** Start Page extract **

Mr. Gore acting as Philosopher
I read this in a coffee shop earlier today:
To understand the final reason why the news marketplace of ideas dominated by television is so different from the one that emerged in the world dominated by the printing press, it is important to distinguish the quality of vividness experienced by television viewers from the "vividness" experienced by readers. I believe that the vividness experienced in the reading of words is automatically modulated by the constant activation of the reasoning centers of the brain that are used in the process of cocreating the representation of reality the author has intended. By contrast, the visceral vividness portrayed on television has the capacity to trigger instinctual responses similar to those triggered by reality itself--and without being modulated by logic, reason, and reflective thought.
So says Mr. Al Gore in the Introduction to his book The Assault on Reason. I am not going to comment on the rest of the book, for I have only just begun reading it, but this paragraph stuck out fiercely in my mind. In fact, it me so hard, I put down my cup of hot chocolate that I was enjoying at Victor's (I was trying to add a link to Victor's coffee in Redmond, WA but Blogger's software is so shitty that it can't even handle links that I add in using their own editor, sheesh.) and came home to post this entry.
The reason it excites me so much is that I have spent a good amount of time considering Jeff Hawkin's ideas from On Intelligence, and the research his company Numenta is pursuing. His ideas can be (poorly) summarized as follows:
- The neo-cortex of the brain functions similarly to a Neural Network.
- The composition of the neo-cortex is homogeneous (that is, the same "cortical algorithm" is processed in all parts of the brain in the same fashion).
- The differences between the two lies primarily with the use of feedback in the neo-cortex (outputs from higher up nodes in the hierarchy become inputs to nodes farther down).

** End Page extract **
** Start Data entries **

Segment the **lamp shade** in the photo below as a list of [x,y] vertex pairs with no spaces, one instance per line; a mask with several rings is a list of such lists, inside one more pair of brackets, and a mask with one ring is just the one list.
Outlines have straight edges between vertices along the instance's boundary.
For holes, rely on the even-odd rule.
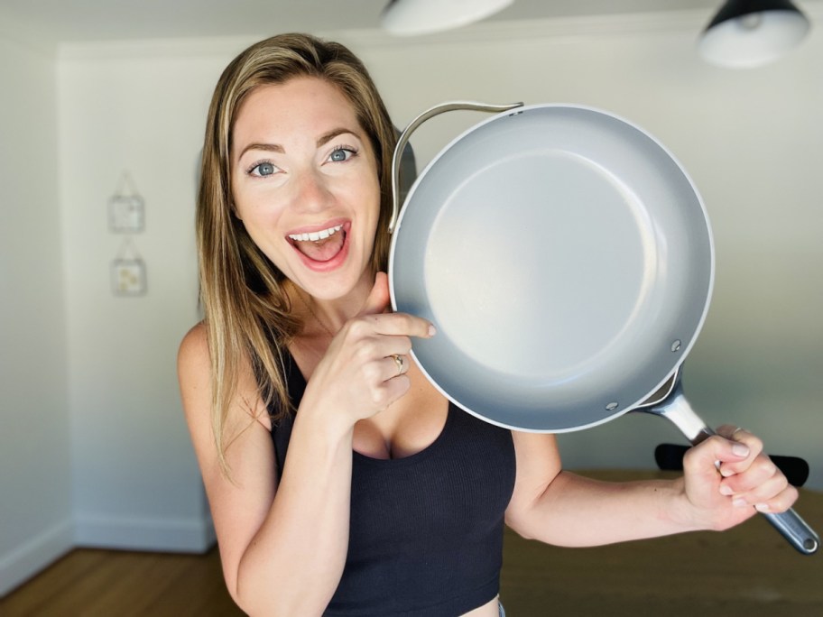
[[797,46],[809,29],[789,0],[728,0],[700,35],[698,50],[718,66],[758,67]]
[[413,36],[458,28],[488,17],[513,0],[391,0],[383,27],[393,34]]

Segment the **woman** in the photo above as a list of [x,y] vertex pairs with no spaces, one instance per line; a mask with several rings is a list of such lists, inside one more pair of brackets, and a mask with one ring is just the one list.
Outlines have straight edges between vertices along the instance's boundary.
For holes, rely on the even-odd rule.
[[606,483],[562,471],[551,435],[451,406],[409,356],[434,326],[387,311],[394,140],[360,61],[310,36],[252,46],[214,94],[197,221],[206,318],[179,372],[244,611],[493,617],[504,520],[586,546],[791,505],[740,429],[692,448],[684,478]]

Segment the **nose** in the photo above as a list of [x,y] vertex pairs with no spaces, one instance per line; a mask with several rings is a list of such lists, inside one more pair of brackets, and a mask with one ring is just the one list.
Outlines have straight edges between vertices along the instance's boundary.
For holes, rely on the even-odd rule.
[[304,212],[320,212],[334,203],[326,179],[312,170],[301,173],[297,182],[295,207]]

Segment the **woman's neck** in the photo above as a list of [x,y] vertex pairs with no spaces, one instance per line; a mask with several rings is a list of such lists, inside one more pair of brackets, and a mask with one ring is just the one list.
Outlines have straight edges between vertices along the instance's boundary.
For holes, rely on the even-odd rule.
[[363,280],[343,298],[323,299],[310,296],[294,283],[289,285],[292,311],[302,319],[303,336],[334,337],[343,325],[360,313],[368,298],[374,277],[365,275]]

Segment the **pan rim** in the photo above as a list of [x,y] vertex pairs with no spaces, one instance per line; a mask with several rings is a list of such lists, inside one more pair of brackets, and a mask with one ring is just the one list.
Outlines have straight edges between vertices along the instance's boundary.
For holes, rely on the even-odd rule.
[[670,150],[669,148],[667,148],[660,140],[656,139],[648,131],[642,128],[635,123],[631,122],[619,115],[614,114],[612,112],[605,111],[603,109],[596,108],[594,106],[578,105],[578,104],[567,104],[567,103],[541,103],[541,104],[529,105],[529,106],[525,106],[522,107],[519,107],[513,111],[505,111],[505,112],[496,114],[495,115],[492,115],[492,116],[483,120],[482,122],[479,122],[479,123],[470,126],[469,128],[463,131],[459,135],[458,135],[453,140],[451,140],[448,145],[446,145],[443,149],[441,149],[439,151],[439,152],[438,152],[438,154],[432,158],[432,160],[426,165],[424,170],[421,172],[421,174],[415,180],[411,189],[409,190],[409,192],[405,198],[404,203],[402,205],[402,207],[401,207],[401,209],[400,209],[400,215],[398,216],[397,225],[394,229],[394,233],[393,235],[393,238],[392,238],[392,242],[391,242],[391,247],[390,247],[390,252],[389,252],[389,261],[388,261],[388,263],[389,263],[388,278],[389,278],[389,291],[390,291],[391,305],[392,305],[393,310],[396,311],[399,309],[399,307],[398,307],[398,298],[397,298],[397,290],[396,290],[397,276],[396,276],[396,272],[395,272],[395,270],[396,270],[395,264],[396,264],[397,259],[398,259],[397,250],[398,250],[399,239],[402,236],[402,234],[403,234],[403,232],[402,232],[403,223],[407,217],[412,216],[409,214],[410,208],[407,207],[407,206],[414,200],[415,195],[417,194],[420,186],[421,185],[421,183],[426,181],[425,179],[431,172],[431,170],[435,168],[435,166],[438,164],[438,162],[440,161],[443,159],[443,157],[447,155],[448,152],[452,151],[452,149],[458,147],[458,144],[461,143],[468,135],[471,135],[472,134],[475,134],[476,132],[486,130],[486,127],[494,123],[499,123],[502,120],[504,120],[504,118],[506,118],[508,116],[512,116],[512,115],[529,115],[529,114],[534,114],[535,112],[542,112],[545,110],[550,110],[550,110],[559,110],[559,111],[571,110],[573,112],[580,112],[580,113],[585,113],[585,114],[596,115],[598,116],[604,116],[606,118],[608,118],[609,121],[615,121],[616,123],[619,123],[619,124],[624,125],[625,127],[629,128],[633,133],[636,133],[639,135],[643,136],[643,138],[644,138],[645,140],[647,140],[648,142],[652,143],[657,149],[659,149],[661,151],[661,152],[668,158],[668,160],[674,166],[674,168],[676,168],[678,174],[680,174],[682,177],[683,180],[685,180],[685,184],[689,187],[689,189],[690,189],[690,193],[693,196],[691,201],[693,201],[699,207],[699,213],[700,213],[700,215],[702,215],[702,222],[705,225],[705,235],[706,235],[705,239],[706,239],[706,243],[707,243],[707,251],[706,251],[707,255],[706,256],[707,258],[707,278],[705,281],[706,282],[706,291],[705,291],[705,298],[703,299],[702,307],[700,308],[700,310],[699,310],[699,316],[696,320],[696,326],[693,328],[693,331],[691,332],[690,336],[688,338],[688,340],[680,341],[681,346],[677,351],[677,356],[676,356],[677,360],[675,362],[672,362],[672,364],[669,365],[669,370],[665,373],[665,375],[663,375],[662,377],[661,377],[658,380],[655,380],[655,382],[653,383],[650,382],[648,391],[644,392],[643,396],[633,398],[630,403],[621,404],[617,408],[615,408],[612,412],[602,414],[602,415],[598,416],[597,418],[596,418],[595,419],[583,421],[583,422],[577,423],[577,424],[567,423],[563,426],[553,425],[550,427],[547,426],[545,428],[532,427],[532,426],[522,426],[520,424],[501,420],[499,418],[495,418],[494,416],[491,416],[488,413],[484,413],[484,412],[477,410],[476,409],[474,409],[474,406],[472,406],[472,405],[467,405],[464,401],[461,401],[460,400],[458,400],[459,397],[453,395],[448,391],[448,389],[442,387],[440,384],[440,380],[439,380],[435,375],[433,375],[431,373],[429,367],[427,366],[427,363],[421,359],[421,355],[417,353],[414,346],[412,346],[412,349],[411,351],[411,355],[412,356],[414,361],[417,363],[417,364],[421,368],[421,370],[423,373],[423,374],[425,375],[425,377],[430,381],[430,383],[432,383],[432,385],[435,386],[435,388],[439,391],[440,391],[440,393],[442,393],[448,401],[450,401],[451,402],[456,404],[460,409],[463,409],[466,411],[471,413],[472,415],[474,415],[481,419],[484,419],[491,424],[500,426],[503,428],[506,428],[521,430],[521,431],[524,431],[524,432],[562,433],[562,432],[571,432],[571,431],[581,430],[584,428],[597,426],[599,424],[603,424],[611,419],[614,419],[615,418],[616,418],[618,416],[621,416],[621,415],[628,412],[632,409],[640,405],[643,401],[645,401],[648,398],[648,396],[652,394],[663,383],[665,383],[665,382],[670,377],[670,375],[676,370],[678,370],[679,367],[682,364],[682,363],[685,361],[686,357],[688,356],[688,355],[693,348],[694,345],[696,344],[697,338],[698,338],[700,331],[703,328],[703,326],[705,324],[705,321],[706,321],[707,314],[708,314],[708,308],[709,308],[709,306],[711,303],[711,297],[712,297],[712,294],[714,291],[714,285],[715,285],[716,253],[715,253],[715,245],[714,245],[714,236],[712,234],[712,229],[711,229],[711,225],[710,225],[710,222],[708,219],[708,215],[707,215],[707,212],[706,209],[706,205],[703,201],[703,198],[702,198],[699,191],[697,189],[697,186],[695,185],[693,179],[690,177],[690,175],[688,173],[688,171],[683,167],[683,165],[680,162],[680,161],[670,152]]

** End Data entries **

:: Required task 1 ::
Write out the passage of the post about Mr. Gore from "So says Mr." up to and including "post this entry.".
:: Required task 2 ::
Repeat the listing word for word, from its first line up to and including the line that contains "[[413,36],[458,28],[488,17],[513,0],[391,0],[383,27],[393,34]]", and omit the pictures.
The post and the listing were drawn from unrelated sources.

:: Written solution 1 ::
So says Mr. Al Gore in the Introduction to his book The Assault on Reason. I am not going to comment on the rest of the book, for I have only just begun reading it, but this paragraph stuck out fiercely in my mind. In fact, it me so hard, I put down my cup of hot chocolate that I was enjoying at Victor's (I was trying to add a link to Victor's coffee in Redmond, WA but Blogger's software is so shitty that it can't even handle links that I add in using their own editor, sheesh.) and came home to post this entry.

:: Written solution 2 ::
Segment the **lamp shade** in the photo below as a list of [x,y] vertex pairs with no spaces, one instance per line; a mask with several rings is a list of such lists, inside one more pair of brackets, and a mask with one ring is just the one list.
Outlines have straight edges between vertices along the instance's boundary.
For holes, rely on the even-odd rule.
[[797,46],[809,29],[789,0],[728,0],[700,35],[698,50],[718,66],[758,67]]
[[413,36],[458,28],[488,17],[513,0],[391,0],[383,27],[393,34]]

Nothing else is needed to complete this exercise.